TASKS TO COMPLETE:
**A.** In the thread on the custom Ruby map method, the top-level map is an instance method of which class?
**B.** In the thread on the custom Ruby map method, why must the method be defined inside class Array to replace Array#map? Answer in one to three sentences.
**C.** Pick up the thread on the custom Ruby map method after its final line and carry it forward.

I'm working on a lab Using a generalized map method to pass an element and block through returning multiple outcomes.
Really struggled on this one. Found some responses but they don't really make sense to me.
Here is the code:
def map(s)
new = []
i = 0
while i < s.length
new.push(yield(s[i]))
i += 1
end
new
end
Here's is the test:
it "returns an array with all values made negative" do
expect(map([1, 2, 3, -9]){|n| n * -1}).to eq([-1, -2, -3, 9])
end
it "returns an array with the original values" do
dune = ["paul", "gurney", "vladimir", "jessica", "chani"]
expect(map(dune){|n| n}).to eq(dune)
end
it "returns an array with the original values multiplied by 2" do
expect(map([1, 2, 3, -9]){|n| n * 2}).to eq([2, 4, 6, -18])
end
it "returns an array with the original values squared" do
expect(map([1, 2, 3, -9]){|n| n * n}).to eq([1, 4, 9, 81])
end
end
I don't get how the above code can give you these 4 different results.
Could someone help me understand it ?
Thank you for your help!
How your method map works
To see how your method operates let's modify your code to add some intermediate variables and some puts statements to show the values of those variables.
def map(s)
new = []
i = 0
n = s.length
puts "s has length #{n}"
while i < n
puts "i = #{i}"
e = s[i]
puts " Yield #{e} to the block"
rv = yield(e)
puts " The block's return value is #{rv}. Push #{rv} onto new"
new.push(rv)
puts " new now equals #{new}"
i += 1
end
puts "We now return the value of new"
new
end
Now let's execute the method with one of the blocks of interest.
s = [1, 2, 3, -9]
map(s) { |n| n * 2 }
#=> [2, 4, 6, -18] (return value of method)
The following is displayed.
s has length 4
i = 0
Yield 1 to the block
The block's return value is 2. Push 2 onto new
new now equals [2]
i = 1
Yield 2 to the block
The block's return value is 4. Push 4 onto new
new now equals [2, 4]
i = 2
Yield 3 to the block
The block's return value is 6. Push 6 onto new
new now equals [2, 4, 6]
i = 3
Yield -9 to the block
The block's return value is -18. Push -18 onto new
new now equals [2, 4, 6, -18]
We now return the value of new
It may by of interest to execute this modified method with different values of s and different blocks.
A replacement for Array#map?
Is this a replacement for Array#map (or Enumerable#map, but for now let's just consider Array#map)? As you defined it at the top level your map is an instance method of the class Object:
Object.instance_methods.include?(:map) #=> true
It must be invoked map([1,2,3]) { |n| ... } whereas Array#map is invoked [1,2,3].map { |n| ... }. Therefore, for your method map to be a replacement for Array#map you need to define it as follows.
class Array
def map
new = []
i = 0
while i < length
new.push(yield(self[i]))
i += 1
end
new
end
end
[1, 2, 3, -9].map { |n| n * 2 }
#=> [2, 4, 6, -18]
Simplify
We can simplify this method as follows.
class Array
def map
new = []
each { |e| new << yield(e) }
new
end
end
[1, 2, 3, -9].map { |n| n * 2 }
#=> [2, 4, 6, -18]
or, better:
class Array
def map
each_with_object([]) { |e,new| new << yield(e) }
end
end
See Enumerable#each_with_object.

DATA EXTRACT:
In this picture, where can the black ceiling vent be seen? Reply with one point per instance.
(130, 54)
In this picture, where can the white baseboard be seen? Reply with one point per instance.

RESULTS OF THE EXERCISE:
**A.** Object.

**B.** The top-level version is an instance method of Object, so it has to be called as map([1,2,3]) { |n| ... }. Array#map is called on the array itself, as [1,2,3].map { |n| ... }. Defining map within class Array lets it be called the same way.

**C.**
Note that while i < length is equivalent to while i < self.length, because self., if omitted, is implicit, and therefore redundant. Similarly, each { |e| new << yield(e) } is equivalent to self.each { |e| new << yield(e) } and each_with_object([]) { ... } is equivalent to self.each_with_object([]) { ... }.
Are we finished?
If we examine the doc Array#map carefully we see that there are two forms of the method. The first is when map takes a block. Our method Array#map mimics that behaviour and that is the only behaviour needed to satisfy the given rspec tests.
There is a second form, however, where map is not given a block, in which case it returns an enumerator. That allows us to chain the method to another. For example (with Ruby's Array#map),
['cat', 'dog', 'pig'].map.with_index do |animal, i|
i.even? ? animal.upcase : animal
end
#=> ["CAT", "dog", "PIG"]
We could modify our Array#map to incorporate this second behaviour as follows.
class Array
def map
if block_given?
each_with_object([]) { |e,new| new << yield(e) }
else
to_enum(:map)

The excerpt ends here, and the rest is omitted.